* Brano di partenza
━━━━━━
4. Cosa vorresti che il lettore riuscisse a comprendere leggendo il libro? Quale significato non del tutto esplicito vorresti potesse cogliere?
«Che nella vita tutto si può superare, anche i problemi più grandi. Normalmente abbiamo una percezione dei nostri limiti inferiore a quanto realmente possiamo realizzare sotto stress. Non a caso il protagonista del romanzo è un “anti-eroe”, un ragazzo qualsiasi capace però con le sue debolezze di superare le avversità della vita e della società che lo circonda. E non solo…»
5. Il tuo libro “The Orange Hand” pone dubbi morali, oltre a spronare il lettore a guardare oltre l’apparenza. Che idea hai tu della realtà in cui viviamo e che in parte hai riportato nel romanzo? Cosa pensi si possa fare per cambiare le sorti del mondo?
«Come detto, ritengo che i media ci raccontino quello che vogliono. O meglio quello che “qualcuno” vuole farci sapere o non sapere. Per questo molto spesso non ci rendiamo conto di cosa realmente accade nel mondo, come accaduto in Vietnam con l’Agente Arancio (argomento storico trattato nel romanzo, n.d.r.). E per “qualcuno” intendo i governi, le banche … insomma i poteri forti. Cambiare le sorti del mondo? Beh, sicuramente non sono la persona più indicata. Intanto inizierei a cambiare le sorti dell’Italia: il nostro paese avrebbe bisogno di una sferzata, la politica deve tornare ad essere fatta nelle piazze e fra la gente: creare, proporre e non solo contestare.»
6. Qual è il romanzo che ha “rivoluzionato” la tua vita conducendoti alla scrittura?
━━━━━━
* Dati forniti
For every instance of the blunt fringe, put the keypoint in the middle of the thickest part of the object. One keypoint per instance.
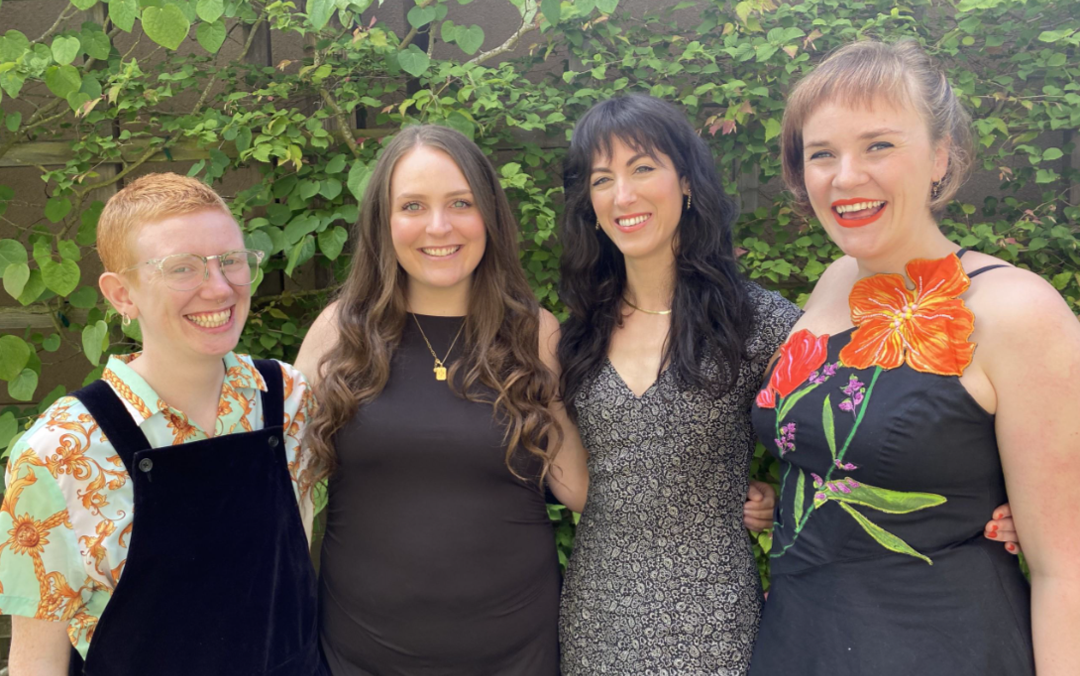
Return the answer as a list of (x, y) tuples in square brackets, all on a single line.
[(711, 310), (901, 73), (501, 362)]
━━━━━━
* Richieste
**1)** Rispondi in breve a queste domande sull'intervista dedicata al romanzo "The Orange Hand":
(a) Come viene definito il protagonista del romanzo?
(b) Quale argomento storico tratta il romanzo?
(c) Dove dovrebbe tornare a essere fatta la politica, secondo la risposta data nell'intervista?
**2)** Riprendi l'intervista sul romanzo "The Orange Hand" e continuala subito dopo l'ultima riga.
Per questo lavoro i dati non servono.

* Risultati per consegna
**1)**
(a) Un "anti-eroe": un ragazzo qualsiasi che, con le sue debolezze, riesce a superare le avversità della vita e della società che lo circonda.
(b) L'Agente Arancio in Vietnam.
(c) Nelle piazze e fra la gente.

**2)**
«Sono nato con la passione per scrivere, la molla è scattata a prescindere dalle letture. Però posso dire che tutti i libri letti nella mia vita hanno lasciato qualcosa in me. Partendo dai romanzi storici di Giampaolo Pansa, passando poi ai maestri del thriller americano e italiano. Menzione a parte per Giorgio Faletti – scoperto, purtroppo, tardi rispetto agli altri -, scomparso pochi giorni fa e di cui conservo un bellissimo ricordo.»
7. Quale libro non consiglieresti mai a nessuno?
«Non saprei, sinceramente ogni forma di scrittura è a suo modo “arte”. Un bel libro è soggettivo, così come la bellezza di una donna. Può piacere a me, ma non è detto che piaccia ad altri.»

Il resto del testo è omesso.